What to work on: Exactly repeat the material, dropping every picture from the copy.

[START OF Raw records]

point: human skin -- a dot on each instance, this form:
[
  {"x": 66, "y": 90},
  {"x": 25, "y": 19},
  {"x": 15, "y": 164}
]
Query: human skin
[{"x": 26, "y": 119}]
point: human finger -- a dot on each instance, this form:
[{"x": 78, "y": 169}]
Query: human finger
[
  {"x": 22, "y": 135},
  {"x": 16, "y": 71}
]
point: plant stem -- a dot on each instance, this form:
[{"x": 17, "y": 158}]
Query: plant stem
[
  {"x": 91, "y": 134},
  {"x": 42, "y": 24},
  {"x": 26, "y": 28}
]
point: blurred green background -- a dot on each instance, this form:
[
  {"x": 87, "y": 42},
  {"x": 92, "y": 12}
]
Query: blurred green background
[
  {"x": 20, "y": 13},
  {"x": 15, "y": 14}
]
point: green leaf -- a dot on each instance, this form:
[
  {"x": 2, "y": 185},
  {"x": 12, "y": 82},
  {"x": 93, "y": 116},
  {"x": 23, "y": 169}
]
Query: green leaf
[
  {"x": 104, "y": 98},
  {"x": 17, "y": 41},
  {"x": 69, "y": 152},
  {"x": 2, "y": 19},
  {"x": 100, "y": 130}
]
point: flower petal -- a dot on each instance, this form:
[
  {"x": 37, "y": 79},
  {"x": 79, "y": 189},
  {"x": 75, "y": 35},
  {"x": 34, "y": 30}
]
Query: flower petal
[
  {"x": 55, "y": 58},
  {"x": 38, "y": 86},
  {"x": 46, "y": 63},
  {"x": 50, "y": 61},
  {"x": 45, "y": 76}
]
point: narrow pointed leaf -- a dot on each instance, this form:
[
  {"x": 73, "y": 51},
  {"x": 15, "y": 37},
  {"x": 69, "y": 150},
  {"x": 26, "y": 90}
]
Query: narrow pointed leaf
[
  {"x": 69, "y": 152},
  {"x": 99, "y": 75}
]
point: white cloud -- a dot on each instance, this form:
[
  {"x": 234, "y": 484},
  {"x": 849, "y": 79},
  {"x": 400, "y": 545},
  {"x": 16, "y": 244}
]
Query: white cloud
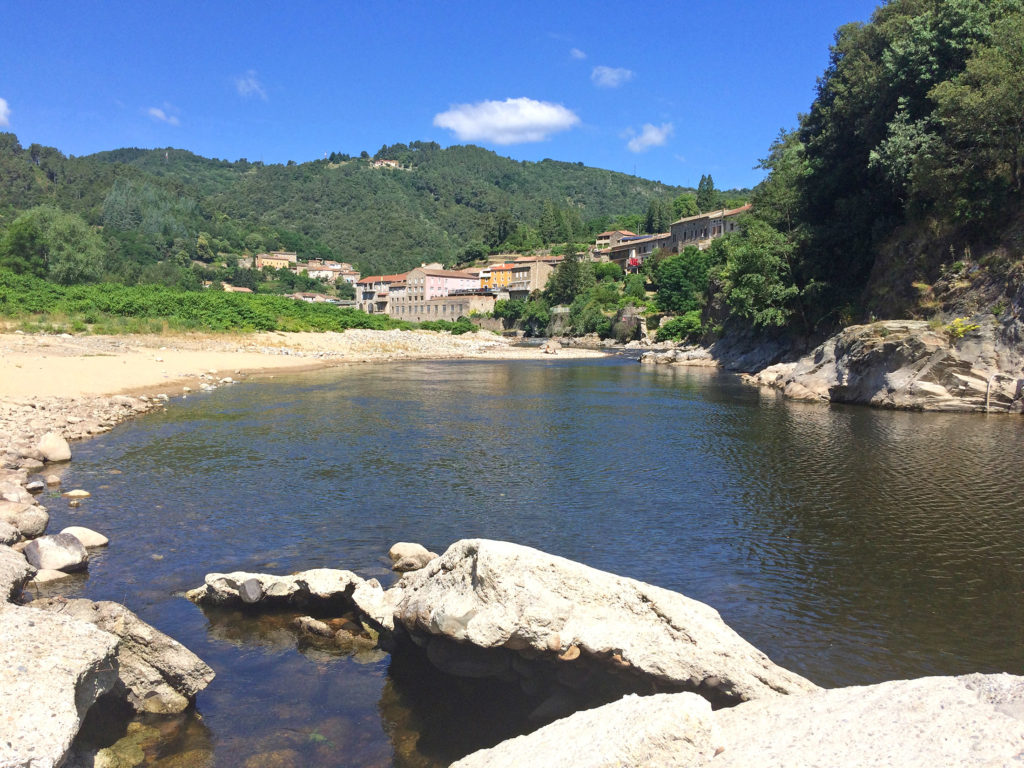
[
  {"x": 163, "y": 115},
  {"x": 650, "y": 135},
  {"x": 513, "y": 121},
  {"x": 250, "y": 85},
  {"x": 610, "y": 77}
]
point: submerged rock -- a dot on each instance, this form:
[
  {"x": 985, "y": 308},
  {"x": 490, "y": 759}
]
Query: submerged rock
[
  {"x": 29, "y": 518},
  {"x": 975, "y": 720},
  {"x": 906, "y": 365},
  {"x": 52, "y": 669},
  {"x": 14, "y": 572},
  {"x": 305, "y": 589},
  {"x": 158, "y": 673},
  {"x": 58, "y": 552},
  {"x": 496, "y": 595},
  {"x": 53, "y": 448}
]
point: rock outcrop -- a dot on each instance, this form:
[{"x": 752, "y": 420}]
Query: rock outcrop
[
  {"x": 307, "y": 589},
  {"x": 14, "y": 572},
  {"x": 906, "y": 365},
  {"x": 976, "y": 720},
  {"x": 157, "y": 674},
  {"x": 52, "y": 669},
  {"x": 30, "y": 519},
  {"x": 523, "y": 605},
  {"x": 59, "y": 552}
]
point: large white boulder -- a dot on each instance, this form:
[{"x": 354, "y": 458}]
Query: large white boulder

[END OF Raw records]

Answer to this exercise:
point: human skin -- a dot on each instance, this form:
[
  {"x": 66, "y": 90},
  {"x": 25, "y": 19},
  {"x": 15, "y": 164}
]
Query: human skin
[{"x": 26, "y": 119}]
point: human finger -- a dot on each instance, this form:
[{"x": 78, "y": 169}]
Query: human finger
[
  {"x": 22, "y": 135},
  {"x": 16, "y": 71}
]
point: plant stem -- a dot on each instance, this form:
[{"x": 17, "y": 158}]
Query: plant stem
[
  {"x": 91, "y": 134},
  {"x": 42, "y": 24},
  {"x": 26, "y": 28}
]
point: blurred green background -- a dot on each instance, this form:
[
  {"x": 87, "y": 42},
  {"x": 92, "y": 12}
]
Query: blurred green background
[
  {"x": 20, "y": 13},
  {"x": 15, "y": 14}
]
point: green leaf -- a dot on each instance, this form:
[
  {"x": 2, "y": 185},
  {"x": 12, "y": 82},
  {"x": 93, "y": 116},
  {"x": 23, "y": 169}
]
Query: green leaf
[
  {"x": 104, "y": 98},
  {"x": 17, "y": 41},
  {"x": 69, "y": 152},
  {"x": 2, "y": 19},
  {"x": 100, "y": 130}
]
point: flower petal -- a dot on each instance, this form:
[
  {"x": 37, "y": 79},
  {"x": 79, "y": 189},
  {"x": 75, "y": 35},
  {"x": 34, "y": 30}
]
Query: flower petal
[
  {"x": 55, "y": 58},
  {"x": 38, "y": 86},
  {"x": 46, "y": 63},
  {"x": 50, "y": 61},
  {"x": 45, "y": 76}
]
point: narrow pointed leaf -- a dot on each instance, this form:
[
  {"x": 73, "y": 51},
  {"x": 15, "y": 37},
  {"x": 69, "y": 150},
  {"x": 26, "y": 90}
]
Query: narrow pointed leaf
[
  {"x": 69, "y": 152},
  {"x": 99, "y": 75}
]
point: white cloud -- a dot on each instance, this form:
[
  {"x": 234, "y": 484},
  {"x": 849, "y": 79},
  {"x": 400, "y": 545},
  {"x": 16, "y": 244}
]
Query: white cloud
[
  {"x": 163, "y": 115},
  {"x": 650, "y": 135},
  {"x": 513, "y": 121},
  {"x": 250, "y": 85},
  {"x": 610, "y": 77}
]
point: submerged rock -- a dot on each instance, this form:
[
  {"x": 985, "y": 308},
  {"x": 490, "y": 759}
]
Query: submerged rock
[
  {"x": 29, "y": 518},
  {"x": 975, "y": 720},
  {"x": 906, "y": 365},
  {"x": 52, "y": 669},
  {"x": 14, "y": 572},
  {"x": 305, "y": 589},
  {"x": 158, "y": 673},
  {"x": 58, "y": 552},
  {"x": 496, "y": 595},
  {"x": 53, "y": 448}
]
point: rock outcrop -- a dot on each instance, this form:
[{"x": 752, "y": 420}]
Query: rock outcrop
[
  {"x": 307, "y": 589},
  {"x": 14, "y": 572},
  {"x": 906, "y": 365},
  {"x": 976, "y": 720},
  {"x": 157, "y": 674},
  {"x": 52, "y": 669},
  {"x": 30, "y": 519},
  {"x": 523, "y": 605},
  {"x": 59, "y": 552}
]
point: large white boulder -- a dot on each instance, this form:
[{"x": 354, "y": 458}]
Query: large white boulder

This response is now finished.